Coordinate labeling data:

• • • • •

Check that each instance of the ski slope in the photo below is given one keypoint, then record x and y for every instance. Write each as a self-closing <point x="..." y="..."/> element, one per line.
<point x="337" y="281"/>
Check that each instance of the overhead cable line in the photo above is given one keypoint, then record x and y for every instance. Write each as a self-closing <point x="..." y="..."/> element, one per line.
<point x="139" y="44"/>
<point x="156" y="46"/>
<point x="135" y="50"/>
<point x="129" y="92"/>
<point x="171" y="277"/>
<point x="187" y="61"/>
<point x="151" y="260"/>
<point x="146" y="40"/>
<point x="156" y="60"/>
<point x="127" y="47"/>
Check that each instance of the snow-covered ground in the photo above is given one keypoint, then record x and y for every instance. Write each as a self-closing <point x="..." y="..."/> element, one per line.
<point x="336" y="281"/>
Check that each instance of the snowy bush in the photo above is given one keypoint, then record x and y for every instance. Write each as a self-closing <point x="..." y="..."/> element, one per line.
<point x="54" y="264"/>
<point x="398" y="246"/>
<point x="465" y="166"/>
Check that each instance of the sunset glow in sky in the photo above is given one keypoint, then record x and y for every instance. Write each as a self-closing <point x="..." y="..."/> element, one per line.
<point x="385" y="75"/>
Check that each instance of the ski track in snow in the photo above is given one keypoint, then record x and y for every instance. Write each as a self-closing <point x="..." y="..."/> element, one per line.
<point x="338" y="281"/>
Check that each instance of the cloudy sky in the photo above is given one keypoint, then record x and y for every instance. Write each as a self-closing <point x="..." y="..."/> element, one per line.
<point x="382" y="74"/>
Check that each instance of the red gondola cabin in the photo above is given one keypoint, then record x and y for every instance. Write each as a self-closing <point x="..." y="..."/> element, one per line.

• • • • •

Arrange every line of the items above as a numbered list, omitting any blank lines.

Result below:
1. Check that each instance of the ski slope in the photo below is given one keypoint, then record x and y for every instance. Write each as a self-closing <point x="..." y="..."/> element, one per line.
2. <point x="337" y="281"/>
3. Check that each instance of the overhead cable line in the photo above is given one keypoint, then record x and y for every instance. Write each as a self-closing <point x="..." y="..."/> element, one per line.
4. <point x="139" y="44"/>
5. <point x="156" y="46"/>
6. <point x="135" y="50"/>
7. <point x="129" y="92"/>
8. <point x="171" y="277"/>
9. <point x="187" y="61"/>
10. <point x="151" y="260"/>
11. <point x="146" y="40"/>
12. <point x="156" y="60"/>
13. <point x="127" y="47"/>
14. Check that each instance of the snow-covered ground in the photo above is given one keypoint, then record x and y for every instance. Write each as a self-closing <point x="..." y="..."/> element, one per line.
15. <point x="336" y="281"/>
16. Check that each instance of the snowy bush in the photo above is given one keypoint, then record x and y for every instance. Write each as a self-closing <point x="..." y="..."/> element, one per line.
17. <point x="54" y="264"/>
18. <point x="398" y="246"/>
19. <point x="465" y="166"/>
20. Check that each instance of the sunset glow in sky in the photo above is given one keypoint, then record x and y for every instance. Write each as a self-closing <point x="..." y="..."/> element, one per line.
21. <point x="385" y="75"/>
22. Check that each instance of the ski track in snow in the photo above is given one keypoint, then record x and y for every instance. Write each as a self-closing <point x="..." y="..."/> element, one per line.
23. <point x="338" y="281"/>
24. Check that each instance of the cloudy sky in the photo above is given one keypoint, then record x and y for every instance. Write each as a self-closing <point x="..." y="..."/> element, one per line.
25. <point x="382" y="74"/>
26. Check that each instance of the red gondola cabin in the photo above is given one keypoint, then record x and y for every instance. Write each as a self-closing <point x="..." y="..."/> element, one per line.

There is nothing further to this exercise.